## What the exercise asks
Rewrite the listing below with every "aircraft" changed to "airplane", keeping all other lines the same.
··· Data to use ···
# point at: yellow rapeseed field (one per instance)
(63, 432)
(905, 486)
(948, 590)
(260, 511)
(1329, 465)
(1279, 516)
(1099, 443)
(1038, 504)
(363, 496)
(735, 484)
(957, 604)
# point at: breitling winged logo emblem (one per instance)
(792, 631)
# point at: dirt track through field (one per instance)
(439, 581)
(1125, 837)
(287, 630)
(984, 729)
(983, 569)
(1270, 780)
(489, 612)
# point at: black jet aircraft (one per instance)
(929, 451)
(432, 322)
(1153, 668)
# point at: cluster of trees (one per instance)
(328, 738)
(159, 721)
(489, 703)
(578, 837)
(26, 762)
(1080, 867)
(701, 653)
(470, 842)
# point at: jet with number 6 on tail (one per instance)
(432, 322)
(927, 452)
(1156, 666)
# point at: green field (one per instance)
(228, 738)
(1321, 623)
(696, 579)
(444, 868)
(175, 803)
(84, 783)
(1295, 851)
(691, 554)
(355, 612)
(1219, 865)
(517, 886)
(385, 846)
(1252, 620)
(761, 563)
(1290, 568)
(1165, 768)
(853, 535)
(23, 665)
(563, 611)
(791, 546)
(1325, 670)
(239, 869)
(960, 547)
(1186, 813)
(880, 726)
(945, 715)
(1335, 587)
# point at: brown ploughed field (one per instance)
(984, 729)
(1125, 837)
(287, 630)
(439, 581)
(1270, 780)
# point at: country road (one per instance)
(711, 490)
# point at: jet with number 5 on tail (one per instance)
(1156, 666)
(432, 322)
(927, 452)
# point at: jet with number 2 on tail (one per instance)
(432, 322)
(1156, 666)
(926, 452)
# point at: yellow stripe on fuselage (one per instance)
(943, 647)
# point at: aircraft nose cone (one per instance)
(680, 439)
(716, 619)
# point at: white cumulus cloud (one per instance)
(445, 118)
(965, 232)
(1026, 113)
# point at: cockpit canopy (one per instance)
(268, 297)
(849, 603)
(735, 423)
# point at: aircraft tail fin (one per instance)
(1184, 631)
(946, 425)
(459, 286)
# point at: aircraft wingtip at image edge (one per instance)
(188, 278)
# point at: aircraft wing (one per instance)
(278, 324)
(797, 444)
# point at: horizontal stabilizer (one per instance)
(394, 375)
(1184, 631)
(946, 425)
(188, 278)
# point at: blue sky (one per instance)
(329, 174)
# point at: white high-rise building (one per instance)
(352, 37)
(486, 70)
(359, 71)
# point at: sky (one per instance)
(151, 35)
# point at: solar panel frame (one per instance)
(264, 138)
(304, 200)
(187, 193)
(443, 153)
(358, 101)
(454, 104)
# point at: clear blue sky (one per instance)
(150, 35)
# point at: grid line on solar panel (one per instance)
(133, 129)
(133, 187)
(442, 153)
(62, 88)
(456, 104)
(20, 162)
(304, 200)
···
## Answer for this exercise
# point at: yellow rapeseed field (one per instance)
(63, 432)
(905, 486)
(948, 590)
(260, 511)
(1329, 465)
(1279, 516)
(1099, 443)
(1038, 504)
(363, 496)
(735, 484)
(957, 604)
# point at: breitling winged logo emblem (one per instance)
(792, 631)
# point at: dirt track through field (one per instance)
(439, 581)
(1125, 837)
(287, 630)
(984, 729)
(983, 569)
(1270, 780)
(489, 612)
# point at: black jet airplane (one per instance)
(929, 451)
(432, 322)
(1153, 668)
# point at: cluster of trees (one per instance)
(328, 738)
(159, 721)
(489, 703)
(578, 837)
(26, 762)
(1080, 867)
(701, 653)
(470, 842)
# point at: jet with number 6 on tail (one per instance)
(432, 322)
(927, 452)
(1156, 666)
# point at: green field (one per instance)
(228, 738)
(1321, 623)
(696, 579)
(444, 868)
(175, 803)
(84, 783)
(1295, 851)
(691, 554)
(355, 612)
(1219, 865)
(517, 886)
(385, 846)
(1252, 620)
(761, 563)
(1290, 568)
(1165, 768)
(853, 535)
(23, 665)
(563, 611)
(791, 546)
(1325, 670)
(239, 869)
(960, 547)
(1186, 813)
(880, 726)
(945, 715)
(1335, 587)
# point at: brown ploughed field (one per instance)
(984, 729)
(1125, 837)
(287, 630)
(439, 581)
(1270, 780)
# point at: country road (one per instance)
(711, 490)
# point at: jet with number 5 on tail (one per instance)
(1156, 666)
(432, 322)
(927, 452)
# point at: jet with number 2 on tail (one per instance)
(432, 322)
(1156, 666)
(926, 452)
# point at: yellow stripe on fuselage (one per instance)
(943, 647)
# point at: airplane nose cone (one per instance)
(680, 439)
(716, 619)
# point at: white cumulus cloud (one per instance)
(445, 118)
(965, 232)
(1026, 113)
# point at: cockpit canopy (one per instance)
(268, 297)
(849, 603)
(735, 423)
# point at: airplane tail fin (one per instance)
(1184, 631)
(946, 425)
(459, 286)
# point at: airplane wingtip at image edge (one per instance)
(188, 278)
# point at: airplane wing (one per instance)
(278, 324)
(797, 444)
# point at: horizontal stabilizer (one per instance)
(394, 375)
(1184, 631)
(946, 425)
(188, 278)
# point at: blue sky (one per instance)
(329, 174)
# point at: white high-rise building (one per instance)
(352, 37)
(486, 70)
(359, 71)
# point at: sky (one per instance)
(151, 35)
# point at: solar panel frame (one per instance)
(264, 138)
(304, 200)
(187, 193)
(443, 153)
(358, 101)
(454, 104)
# point at: clear blue sky (one per instance)
(150, 35)
# point at: grid line on solar panel (one per instance)
(133, 129)
(133, 187)
(442, 153)
(62, 88)
(456, 104)
(20, 162)
(304, 200)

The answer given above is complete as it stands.